§ **Exercise**
Could you quote, exactly as they stand, the lines running from the one with "each like [1106,288]." to the final line of the material?
>> BEGIN
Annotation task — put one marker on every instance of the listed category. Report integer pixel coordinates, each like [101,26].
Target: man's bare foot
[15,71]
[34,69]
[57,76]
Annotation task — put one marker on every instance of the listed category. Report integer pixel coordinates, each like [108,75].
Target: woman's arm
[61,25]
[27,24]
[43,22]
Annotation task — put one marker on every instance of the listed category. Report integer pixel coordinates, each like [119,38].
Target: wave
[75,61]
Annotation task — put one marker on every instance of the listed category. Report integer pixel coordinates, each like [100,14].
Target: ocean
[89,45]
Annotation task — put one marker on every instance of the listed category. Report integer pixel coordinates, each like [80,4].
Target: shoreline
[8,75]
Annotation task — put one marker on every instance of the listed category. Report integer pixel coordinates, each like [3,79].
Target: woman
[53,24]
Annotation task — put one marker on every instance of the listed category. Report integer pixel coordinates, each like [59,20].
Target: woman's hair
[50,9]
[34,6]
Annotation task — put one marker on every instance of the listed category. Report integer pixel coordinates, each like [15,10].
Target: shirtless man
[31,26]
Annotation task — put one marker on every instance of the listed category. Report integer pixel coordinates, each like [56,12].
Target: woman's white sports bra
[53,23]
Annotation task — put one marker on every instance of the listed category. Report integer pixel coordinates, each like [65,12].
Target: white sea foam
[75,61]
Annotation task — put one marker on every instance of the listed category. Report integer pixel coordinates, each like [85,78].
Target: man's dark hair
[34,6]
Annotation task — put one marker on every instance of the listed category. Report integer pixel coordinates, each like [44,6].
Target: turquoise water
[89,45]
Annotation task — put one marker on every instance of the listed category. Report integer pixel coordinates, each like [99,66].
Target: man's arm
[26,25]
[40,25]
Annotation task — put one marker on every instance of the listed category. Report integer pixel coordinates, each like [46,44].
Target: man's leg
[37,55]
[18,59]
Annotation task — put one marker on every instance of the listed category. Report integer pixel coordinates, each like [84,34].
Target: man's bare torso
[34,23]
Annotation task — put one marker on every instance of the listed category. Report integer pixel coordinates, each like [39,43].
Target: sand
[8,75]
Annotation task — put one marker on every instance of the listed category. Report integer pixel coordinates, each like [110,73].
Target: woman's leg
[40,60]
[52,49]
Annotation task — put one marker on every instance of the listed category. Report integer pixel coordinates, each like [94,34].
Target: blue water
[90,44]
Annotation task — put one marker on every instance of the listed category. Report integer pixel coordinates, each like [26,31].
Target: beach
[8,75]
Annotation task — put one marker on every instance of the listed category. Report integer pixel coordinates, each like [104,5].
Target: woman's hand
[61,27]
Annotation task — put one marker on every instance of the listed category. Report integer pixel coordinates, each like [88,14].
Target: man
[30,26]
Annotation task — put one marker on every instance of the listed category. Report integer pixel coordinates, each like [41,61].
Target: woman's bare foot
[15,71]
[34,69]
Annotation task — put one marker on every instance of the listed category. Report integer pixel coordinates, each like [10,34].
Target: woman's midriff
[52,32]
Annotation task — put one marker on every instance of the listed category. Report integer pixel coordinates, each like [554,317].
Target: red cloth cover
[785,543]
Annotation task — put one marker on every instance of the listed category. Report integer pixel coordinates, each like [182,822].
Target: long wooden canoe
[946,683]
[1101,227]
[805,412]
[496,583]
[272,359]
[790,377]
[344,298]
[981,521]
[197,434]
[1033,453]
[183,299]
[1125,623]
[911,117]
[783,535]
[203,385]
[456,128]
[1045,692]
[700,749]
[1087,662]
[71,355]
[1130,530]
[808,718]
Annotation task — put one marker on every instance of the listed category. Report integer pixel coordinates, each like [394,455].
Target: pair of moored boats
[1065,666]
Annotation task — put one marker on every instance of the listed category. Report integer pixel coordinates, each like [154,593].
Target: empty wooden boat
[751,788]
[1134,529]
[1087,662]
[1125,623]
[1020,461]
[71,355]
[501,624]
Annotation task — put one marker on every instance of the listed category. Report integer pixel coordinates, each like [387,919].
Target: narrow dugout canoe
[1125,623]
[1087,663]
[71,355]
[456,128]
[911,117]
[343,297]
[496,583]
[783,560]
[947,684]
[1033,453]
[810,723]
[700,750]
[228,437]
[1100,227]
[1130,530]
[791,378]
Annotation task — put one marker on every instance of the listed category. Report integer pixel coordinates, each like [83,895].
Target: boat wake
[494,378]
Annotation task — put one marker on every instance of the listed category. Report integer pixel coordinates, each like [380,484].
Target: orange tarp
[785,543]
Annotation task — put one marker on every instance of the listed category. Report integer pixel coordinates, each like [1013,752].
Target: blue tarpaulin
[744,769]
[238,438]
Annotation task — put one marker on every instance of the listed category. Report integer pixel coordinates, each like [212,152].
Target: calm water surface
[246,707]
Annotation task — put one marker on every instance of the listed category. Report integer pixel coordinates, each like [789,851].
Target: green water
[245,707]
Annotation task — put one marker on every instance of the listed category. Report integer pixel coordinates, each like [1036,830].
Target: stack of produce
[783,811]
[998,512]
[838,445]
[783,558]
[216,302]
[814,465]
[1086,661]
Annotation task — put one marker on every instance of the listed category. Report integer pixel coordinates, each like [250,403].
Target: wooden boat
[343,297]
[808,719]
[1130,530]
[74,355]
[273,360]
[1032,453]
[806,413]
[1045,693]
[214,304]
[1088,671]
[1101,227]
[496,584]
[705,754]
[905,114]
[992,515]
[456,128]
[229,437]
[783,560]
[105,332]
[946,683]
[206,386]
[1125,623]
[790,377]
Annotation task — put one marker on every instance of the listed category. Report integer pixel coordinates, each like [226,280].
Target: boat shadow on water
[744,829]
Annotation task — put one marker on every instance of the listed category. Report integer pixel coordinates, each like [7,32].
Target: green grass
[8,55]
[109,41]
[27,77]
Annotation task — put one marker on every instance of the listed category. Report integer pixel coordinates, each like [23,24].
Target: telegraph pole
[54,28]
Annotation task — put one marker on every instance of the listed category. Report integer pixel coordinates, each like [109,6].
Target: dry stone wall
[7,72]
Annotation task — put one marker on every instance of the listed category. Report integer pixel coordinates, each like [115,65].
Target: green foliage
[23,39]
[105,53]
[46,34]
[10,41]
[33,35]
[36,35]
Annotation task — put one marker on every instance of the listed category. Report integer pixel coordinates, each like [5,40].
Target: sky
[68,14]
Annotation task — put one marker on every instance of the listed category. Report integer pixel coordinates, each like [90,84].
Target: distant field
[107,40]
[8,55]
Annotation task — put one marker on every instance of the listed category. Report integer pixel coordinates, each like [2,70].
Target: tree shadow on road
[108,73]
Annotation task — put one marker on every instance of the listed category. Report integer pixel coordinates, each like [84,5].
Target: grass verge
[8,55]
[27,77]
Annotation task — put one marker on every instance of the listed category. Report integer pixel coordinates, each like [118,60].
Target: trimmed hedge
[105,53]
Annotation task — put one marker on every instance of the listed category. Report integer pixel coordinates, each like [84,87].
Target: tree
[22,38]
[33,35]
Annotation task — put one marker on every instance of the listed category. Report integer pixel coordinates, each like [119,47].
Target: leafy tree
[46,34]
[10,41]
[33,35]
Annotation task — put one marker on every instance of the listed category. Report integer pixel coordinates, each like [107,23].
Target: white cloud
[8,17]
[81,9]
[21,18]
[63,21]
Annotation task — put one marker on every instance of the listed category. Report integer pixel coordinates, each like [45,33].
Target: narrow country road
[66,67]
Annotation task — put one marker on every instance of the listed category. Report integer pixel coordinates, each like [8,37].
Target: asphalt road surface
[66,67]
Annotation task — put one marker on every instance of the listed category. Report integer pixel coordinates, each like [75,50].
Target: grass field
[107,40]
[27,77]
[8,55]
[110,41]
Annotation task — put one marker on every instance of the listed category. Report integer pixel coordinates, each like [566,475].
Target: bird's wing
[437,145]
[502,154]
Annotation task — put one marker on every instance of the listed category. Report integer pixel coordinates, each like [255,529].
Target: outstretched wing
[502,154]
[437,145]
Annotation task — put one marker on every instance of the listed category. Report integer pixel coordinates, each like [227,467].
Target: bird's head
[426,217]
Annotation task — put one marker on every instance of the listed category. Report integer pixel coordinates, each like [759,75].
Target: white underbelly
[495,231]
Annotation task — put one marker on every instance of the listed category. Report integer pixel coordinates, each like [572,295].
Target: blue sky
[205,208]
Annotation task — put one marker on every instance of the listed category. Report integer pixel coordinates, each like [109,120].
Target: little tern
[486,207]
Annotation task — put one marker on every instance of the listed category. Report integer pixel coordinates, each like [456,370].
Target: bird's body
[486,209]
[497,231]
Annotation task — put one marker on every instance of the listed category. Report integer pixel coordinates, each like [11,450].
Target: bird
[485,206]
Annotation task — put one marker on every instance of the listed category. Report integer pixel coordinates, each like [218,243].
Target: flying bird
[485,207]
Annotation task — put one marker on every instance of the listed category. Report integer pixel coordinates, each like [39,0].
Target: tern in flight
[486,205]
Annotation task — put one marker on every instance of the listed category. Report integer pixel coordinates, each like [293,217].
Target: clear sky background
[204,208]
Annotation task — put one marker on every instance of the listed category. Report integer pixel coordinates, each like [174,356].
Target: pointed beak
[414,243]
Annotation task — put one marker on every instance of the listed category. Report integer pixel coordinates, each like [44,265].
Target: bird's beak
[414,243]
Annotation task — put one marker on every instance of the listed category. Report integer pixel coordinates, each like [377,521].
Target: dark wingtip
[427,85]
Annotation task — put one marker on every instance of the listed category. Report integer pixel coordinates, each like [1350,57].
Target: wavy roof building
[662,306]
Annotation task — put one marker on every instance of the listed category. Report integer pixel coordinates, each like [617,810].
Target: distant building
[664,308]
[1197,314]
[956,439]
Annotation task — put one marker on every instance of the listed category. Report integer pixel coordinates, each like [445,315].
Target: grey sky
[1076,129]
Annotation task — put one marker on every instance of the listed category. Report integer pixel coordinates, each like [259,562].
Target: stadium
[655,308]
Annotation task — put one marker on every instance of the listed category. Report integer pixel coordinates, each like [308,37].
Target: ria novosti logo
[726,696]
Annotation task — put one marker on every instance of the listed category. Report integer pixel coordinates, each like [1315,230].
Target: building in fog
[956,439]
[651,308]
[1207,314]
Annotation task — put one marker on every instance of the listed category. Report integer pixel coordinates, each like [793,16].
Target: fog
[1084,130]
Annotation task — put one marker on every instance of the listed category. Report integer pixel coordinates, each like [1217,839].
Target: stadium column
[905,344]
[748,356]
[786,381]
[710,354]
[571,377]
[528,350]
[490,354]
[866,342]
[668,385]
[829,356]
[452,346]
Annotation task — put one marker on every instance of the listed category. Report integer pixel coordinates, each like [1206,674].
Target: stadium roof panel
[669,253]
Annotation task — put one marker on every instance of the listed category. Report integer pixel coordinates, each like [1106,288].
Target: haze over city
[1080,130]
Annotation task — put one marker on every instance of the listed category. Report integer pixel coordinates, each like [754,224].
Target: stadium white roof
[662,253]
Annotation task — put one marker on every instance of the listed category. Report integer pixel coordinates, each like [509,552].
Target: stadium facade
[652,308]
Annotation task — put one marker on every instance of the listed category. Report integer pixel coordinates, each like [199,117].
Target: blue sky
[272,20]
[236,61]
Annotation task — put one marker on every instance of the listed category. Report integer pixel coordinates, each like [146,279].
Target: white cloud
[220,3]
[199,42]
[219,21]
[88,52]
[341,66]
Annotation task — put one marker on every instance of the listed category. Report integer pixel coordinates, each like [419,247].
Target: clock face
>> END
§ **Answer to this task**
Annotation task — put one marker on every instance of the listed category. Report integer pixel coordinates, each like [1106,288].
Target: haze over city
[1080,130]
Annotation task — put one marker on every instance of the listed category. Report integer pixel coordinates, each like [754,224].
Target: stadium white roof
[662,253]
Annotation task — put one marker on every instance of the listed category. Report integer pixel coordinates, each like [509,552].
Target: stadium facade
[652,308]
Annotation task — put one marker on every instance of the listed category. Report integer pixel coordinates, each like [199,117].
Target: blue sky
[272,20]
[236,61]
Annotation task — put one marker on every instance of the listed category. Report integer pixel coordinates, each like [146,279].
Target: white cloud
[220,3]
[199,42]
[219,21]
[88,52]
[341,66]
Annotation task — put one marker on every instance of the listed category. Report integer pixel coordinates, each like [419,247].
Target: clock face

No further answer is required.